▸ Instructions for the task
Output the full listing exactly as written, with no pictures in it.

━━━━━ Listed records ━━━━━

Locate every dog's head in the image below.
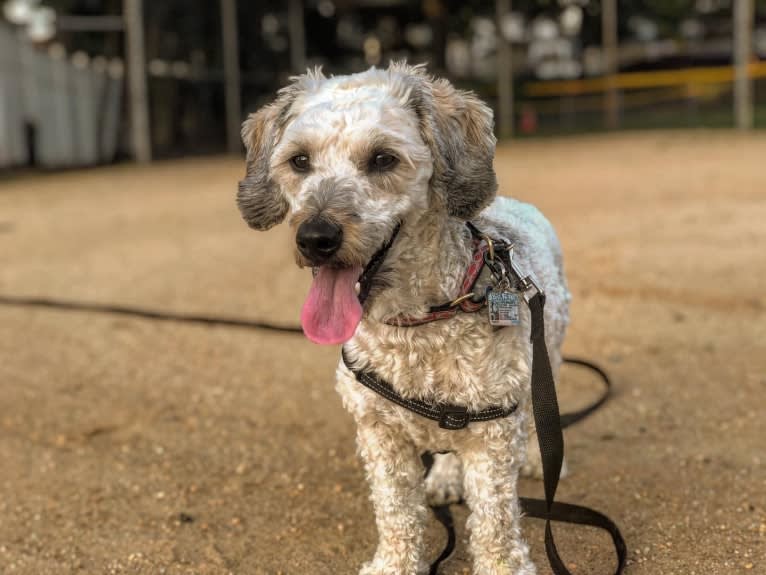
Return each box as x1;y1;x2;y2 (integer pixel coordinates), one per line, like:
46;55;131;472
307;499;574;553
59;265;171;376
237;63;497;344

━━━━━

▸ Task answer
Locate every dog's head in the image below.
Return each box as x1;y1;x2;y2 (integer pixel coordinates), one per line, like:
46;55;131;472
307;499;574;553
59;265;171;376
237;63;497;344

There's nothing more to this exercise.